What the exercise asks: Entries follow. Set all of them down as they stand.

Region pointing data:

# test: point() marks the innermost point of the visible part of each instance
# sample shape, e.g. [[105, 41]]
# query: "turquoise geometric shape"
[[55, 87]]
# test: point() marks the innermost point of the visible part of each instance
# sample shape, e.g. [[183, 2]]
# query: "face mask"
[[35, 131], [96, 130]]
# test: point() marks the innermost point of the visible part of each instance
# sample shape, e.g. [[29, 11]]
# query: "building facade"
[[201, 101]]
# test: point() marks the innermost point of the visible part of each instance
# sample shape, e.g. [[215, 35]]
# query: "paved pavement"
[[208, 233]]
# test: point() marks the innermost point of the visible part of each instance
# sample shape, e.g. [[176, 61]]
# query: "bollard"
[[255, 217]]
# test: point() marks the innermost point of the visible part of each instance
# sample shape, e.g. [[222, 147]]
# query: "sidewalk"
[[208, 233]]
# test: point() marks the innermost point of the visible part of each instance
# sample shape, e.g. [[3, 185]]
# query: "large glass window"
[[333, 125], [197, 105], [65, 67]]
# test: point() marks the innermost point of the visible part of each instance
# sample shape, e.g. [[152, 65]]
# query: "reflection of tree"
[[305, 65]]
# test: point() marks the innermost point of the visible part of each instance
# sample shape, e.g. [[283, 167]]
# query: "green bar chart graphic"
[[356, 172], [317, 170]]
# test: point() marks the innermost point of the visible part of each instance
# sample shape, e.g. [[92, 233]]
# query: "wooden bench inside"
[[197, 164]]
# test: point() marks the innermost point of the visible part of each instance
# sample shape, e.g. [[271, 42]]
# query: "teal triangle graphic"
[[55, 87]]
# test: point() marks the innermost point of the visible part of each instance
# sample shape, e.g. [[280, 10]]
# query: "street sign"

Result of this task:
# test: point() marks the innermost point of the visible part of each instance
# sample shape, e.g. [[105, 41]]
# query: "turquoise geometric shape"
[[55, 87]]
# test: point() marks the innermost point of the visible part of each instance
# sample shape, e.g. [[183, 2]]
# query: "face mask"
[[35, 131], [96, 130]]
# test: point() marks the innermost point of the visible part of each instance
# sample shape, e.g. [[29, 11]]
# query: "building facade"
[[201, 101]]
# test: point() marks the innermost point of the visible part of each instance
# sample shape, e.g. [[215, 35]]
# query: "paved pavement"
[[208, 233]]
# test: point() marks the innermost point of the visible part of each instance
# sample shape, e.g. [[176, 61]]
# query: "bollard"
[[255, 217]]
# test: point() marks the innermost point of the visible part of each instance
# sample shape, e.g. [[222, 147]]
# query: "sidewalk"
[[208, 233]]
# test: point() marks the innermost point of the visible part of each instance
# sample shape, e.g. [[3, 185]]
# query: "large glass window"
[[333, 125], [197, 105], [65, 67]]
# test: point() marks the innermost point of the visible part of each instance
# sample shape, e.g. [[152, 65]]
# query: "reflection of tree"
[[305, 65]]
# test: point() marks the innermost point of the visible part of each instance
# sample shape, e.g. [[283, 167]]
# query: "green bar chart graphic"
[[356, 172], [317, 170]]
# test: point() marks the innermost point of the visible part of each instance
# sample shape, e.g. [[92, 233]]
# query: "wooden bench inside"
[[197, 164]]
# test: point() marks the innermost point of the visible part of each instance
# sample shape, e.g. [[271, 42]]
# query: "teal triangle graphic"
[[55, 87]]
# test: point() marks the innermost point of the visible part of each instance
# sample shape, e.g. [[280, 10]]
# query: "street sign"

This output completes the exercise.